▸ What you have to do: Repeat all of the data below in full, requests included, and offset each coordinate in the answers by adding 107 to every number.

Location annotation dataset excerpts
━━━━━━━━━━
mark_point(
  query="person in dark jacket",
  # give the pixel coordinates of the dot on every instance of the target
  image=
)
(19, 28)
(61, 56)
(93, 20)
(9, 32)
━━━━━━━━━━
▸ Finished exercise:
mark_point(
  query="person in dark jacket",
  # give the pixel coordinates of the dot on every instance of the target
  image=
)
(126, 135)
(168, 163)
(200, 127)
(116, 139)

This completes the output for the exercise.